▶ Extract provided

((

Re: [PATCH] Add new tests/generic/536: intermittent I/O errors must not corrupt a filesystem

Dave Chinner <david@xxxxxxxxxxxxx> · Fri, 22 Mar 2019 08:26:41 +1100

On Thu, Mar 21, 2019 at 10:30:46AM +0000, Edwin Török wrote:
> Based on tests/generic/347.
> 
> In our lab we've found that if multiple iSCSI connection errors are
> detected (without completely loosing the iSCSI connection) then the GFS2
> filesystem becomes corrupt due to differences in filesystem and device blocksizes.
> Add a test that explicitly checks for this by simulating I/O errors
> deterministically with dm-thin.

Exactly what IO errors is dm-thinp generating here? If you run it
out of space, then it triggers ENOSPC, not EIO. That's very, very
different to iSCSI throwing random EIO errors..

.....
> +# now remount the filesystem without triggering IO errors,
> +# and check that the filesystem is not corrupt
> +_dmthin_cycle_mount
> +# ls --color makes ls stat each file, which finds the corruption

Not sure it always does - ISTR that in the past if the dtype
returned indicated the type of file, then it ls would omit the stat
just for the purposes of coloring....

))

▶ Dataset excerpt
((

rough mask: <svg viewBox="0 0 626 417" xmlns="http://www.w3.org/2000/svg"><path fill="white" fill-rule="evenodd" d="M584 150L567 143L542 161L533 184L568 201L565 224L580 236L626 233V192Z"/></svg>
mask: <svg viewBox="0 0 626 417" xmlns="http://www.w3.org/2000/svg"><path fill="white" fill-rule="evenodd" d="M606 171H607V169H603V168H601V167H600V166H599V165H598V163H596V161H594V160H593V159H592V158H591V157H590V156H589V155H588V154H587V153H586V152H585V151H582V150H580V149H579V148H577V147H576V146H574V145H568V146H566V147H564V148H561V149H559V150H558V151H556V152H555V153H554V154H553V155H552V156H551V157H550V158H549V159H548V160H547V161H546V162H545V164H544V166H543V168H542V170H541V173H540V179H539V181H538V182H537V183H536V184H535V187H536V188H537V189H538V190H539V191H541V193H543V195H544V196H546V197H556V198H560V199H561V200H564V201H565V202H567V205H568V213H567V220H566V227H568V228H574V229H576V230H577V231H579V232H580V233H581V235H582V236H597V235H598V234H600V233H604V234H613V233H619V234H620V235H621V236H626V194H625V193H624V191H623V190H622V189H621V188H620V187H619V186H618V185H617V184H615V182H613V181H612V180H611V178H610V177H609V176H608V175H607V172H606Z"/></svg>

))

Write the next part of the mailing-list reply about the dm-thin I/O error test patch, starting after its final sentence. The data has no connection to the text.

▶ Result
And, realistically, the way we find /filesystem/ corruption is to
run fsck/repair, not iterate the directory structure. If we are
looking for missing files, then we dump the directory structure to
the golden output file or dump it before/after errors and compare
that they are the same.

> +ls --color=always $SCRATCH_MNT/ >/dev/null || _fail "Failed to list filesystem after remount"
> +ls --color=always $SCRATCH_MNT/ >/dev/null || _fail "Failed to list filesystem after remount"
> +ls --color=always $SCRATCH_MNT/ >/dev/null || _fail "Failed to list filesystem after remount"

If corruption is not found on the first pass, why would the next 2
passes find anything different?

Cheers,

Dave.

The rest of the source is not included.